Dataset items:
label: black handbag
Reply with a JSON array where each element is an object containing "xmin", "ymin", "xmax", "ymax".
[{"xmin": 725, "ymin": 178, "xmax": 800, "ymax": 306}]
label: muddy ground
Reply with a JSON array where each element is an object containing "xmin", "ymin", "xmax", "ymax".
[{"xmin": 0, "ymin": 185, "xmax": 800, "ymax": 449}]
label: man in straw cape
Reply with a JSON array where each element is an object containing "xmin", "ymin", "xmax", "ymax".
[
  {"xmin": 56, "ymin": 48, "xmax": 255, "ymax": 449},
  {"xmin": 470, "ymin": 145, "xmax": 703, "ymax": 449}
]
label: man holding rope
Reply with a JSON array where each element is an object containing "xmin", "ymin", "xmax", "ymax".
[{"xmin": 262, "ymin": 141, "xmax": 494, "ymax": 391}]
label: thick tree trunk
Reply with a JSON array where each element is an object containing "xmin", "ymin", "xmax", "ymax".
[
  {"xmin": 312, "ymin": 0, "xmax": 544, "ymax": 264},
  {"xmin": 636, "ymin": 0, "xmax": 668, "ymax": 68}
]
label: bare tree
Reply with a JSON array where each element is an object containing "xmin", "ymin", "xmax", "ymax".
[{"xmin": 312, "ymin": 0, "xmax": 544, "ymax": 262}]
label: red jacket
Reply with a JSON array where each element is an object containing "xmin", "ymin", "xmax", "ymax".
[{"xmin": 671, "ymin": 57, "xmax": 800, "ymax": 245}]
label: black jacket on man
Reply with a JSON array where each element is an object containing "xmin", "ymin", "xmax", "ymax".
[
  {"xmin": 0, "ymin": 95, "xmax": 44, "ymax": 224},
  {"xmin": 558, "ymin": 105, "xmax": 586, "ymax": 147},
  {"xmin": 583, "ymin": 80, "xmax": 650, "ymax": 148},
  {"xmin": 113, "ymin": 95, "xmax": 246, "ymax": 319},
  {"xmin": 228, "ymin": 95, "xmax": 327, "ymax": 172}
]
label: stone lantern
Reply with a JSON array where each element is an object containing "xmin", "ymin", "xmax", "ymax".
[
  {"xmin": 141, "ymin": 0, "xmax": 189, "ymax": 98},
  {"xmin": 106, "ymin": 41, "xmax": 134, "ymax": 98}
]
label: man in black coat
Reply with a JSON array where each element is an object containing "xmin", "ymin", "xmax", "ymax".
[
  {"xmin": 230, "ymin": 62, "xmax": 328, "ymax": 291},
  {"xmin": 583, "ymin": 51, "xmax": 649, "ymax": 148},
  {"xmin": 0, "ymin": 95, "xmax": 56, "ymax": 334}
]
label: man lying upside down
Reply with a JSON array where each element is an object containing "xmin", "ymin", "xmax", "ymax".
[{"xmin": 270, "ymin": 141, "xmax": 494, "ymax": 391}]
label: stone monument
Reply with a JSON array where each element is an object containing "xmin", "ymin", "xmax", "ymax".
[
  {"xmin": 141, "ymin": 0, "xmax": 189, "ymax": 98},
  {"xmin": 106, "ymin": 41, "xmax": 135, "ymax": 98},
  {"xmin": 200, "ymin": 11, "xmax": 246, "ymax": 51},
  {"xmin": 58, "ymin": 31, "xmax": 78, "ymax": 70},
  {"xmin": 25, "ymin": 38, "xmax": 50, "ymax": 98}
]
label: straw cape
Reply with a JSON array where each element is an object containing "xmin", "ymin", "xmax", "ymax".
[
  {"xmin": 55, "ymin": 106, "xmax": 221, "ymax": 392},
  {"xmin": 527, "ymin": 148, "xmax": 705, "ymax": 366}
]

> _Job_
Reproduce all of the lines above word for word.

> _Exercise output_
label: black handbag
Reply with a JSON array where each element is an object containing "xmin", "ymin", "xmax", "ymax".
[{"xmin": 725, "ymin": 178, "xmax": 800, "ymax": 306}]
label: muddy ground
Reply with a JSON array where each element is an object containing "xmin", "ymin", "xmax", "ymax".
[{"xmin": 0, "ymin": 185, "xmax": 800, "ymax": 449}]
label: man in straw cape
Reply with a JSON array where each element is an object containing "xmin", "ymin", "xmax", "ymax".
[
  {"xmin": 56, "ymin": 48, "xmax": 255, "ymax": 449},
  {"xmin": 470, "ymin": 145, "xmax": 703, "ymax": 449}
]
label: man holding rope
Reply with a JSON array where each element is an object containing "xmin", "ymin", "xmax", "ymax".
[{"xmin": 262, "ymin": 141, "xmax": 494, "ymax": 391}]
label: thick tree trunk
Reply with a JSON array where each element is an object containing "xmin", "ymin", "xmax", "ymax".
[
  {"xmin": 312, "ymin": 0, "xmax": 544, "ymax": 264},
  {"xmin": 636, "ymin": 0, "xmax": 668, "ymax": 68}
]
label: bare tree
Reply with a JSON array where each element is an object containing "xmin", "ymin", "xmax", "ymax".
[{"xmin": 312, "ymin": 0, "xmax": 544, "ymax": 262}]
label: red jacket
Reply with a JSON array where each element is an object containing "xmin", "ymin", "xmax", "ymax".
[{"xmin": 671, "ymin": 57, "xmax": 800, "ymax": 245}]
label: black jacket on man
Reply with a JSON array where each element is an object containing "xmin", "ymin", "xmax", "ymax".
[
  {"xmin": 0, "ymin": 95, "xmax": 44, "ymax": 224},
  {"xmin": 558, "ymin": 105, "xmax": 586, "ymax": 147},
  {"xmin": 583, "ymin": 80, "xmax": 650, "ymax": 148},
  {"xmin": 113, "ymin": 95, "xmax": 246, "ymax": 319},
  {"xmin": 228, "ymin": 95, "xmax": 327, "ymax": 172}
]
label: stone lantern
Reply with a JSON array where each element is an object containing "xmin", "ymin", "xmax", "ymax".
[
  {"xmin": 141, "ymin": 0, "xmax": 189, "ymax": 98},
  {"xmin": 106, "ymin": 41, "xmax": 134, "ymax": 98}
]
label: man in black coat
Reply with a JSON array where each element is an object containing "xmin", "ymin", "xmax", "ymax".
[
  {"xmin": 230, "ymin": 62, "xmax": 328, "ymax": 291},
  {"xmin": 583, "ymin": 51, "xmax": 649, "ymax": 148},
  {"xmin": 0, "ymin": 95, "xmax": 56, "ymax": 334}
]
label: man lying upside down
Reply with a JSON array where each element is an object containing "xmin", "ymin", "xmax", "ymax".
[{"xmin": 270, "ymin": 141, "xmax": 494, "ymax": 391}]
label: stone monument
Reply with a JSON array where each element is an object containing "xmin", "ymin", "xmax", "ymax".
[
  {"xmin": 141, "ymin": 0, "xmax": 189, "ymax": 98},
  {"xmin": 106, "ymin": 41, "xmax": 135, "ymax": 98},
  {"xmin": 200, "ymin": 11, "xmax": 246, "ymax": 51},
  {"xmin": 58, "ymin": 31, "xmax": 78, "ymax": 70},
  {"xmin": 25, "ymin": 38, "xmax": 50, "ymax": 98}
]
label: straw cape
Reply with a JSON array where each element is an object containing "xmin", "ymin", "xmax", "ymax".
[
  {"xmin": 55, "ymin": 106, "xmax": 221, "ymax": 392},
  {"xmin": 527, "ymin": 148, "xmax": 705, "ymax": 366}
]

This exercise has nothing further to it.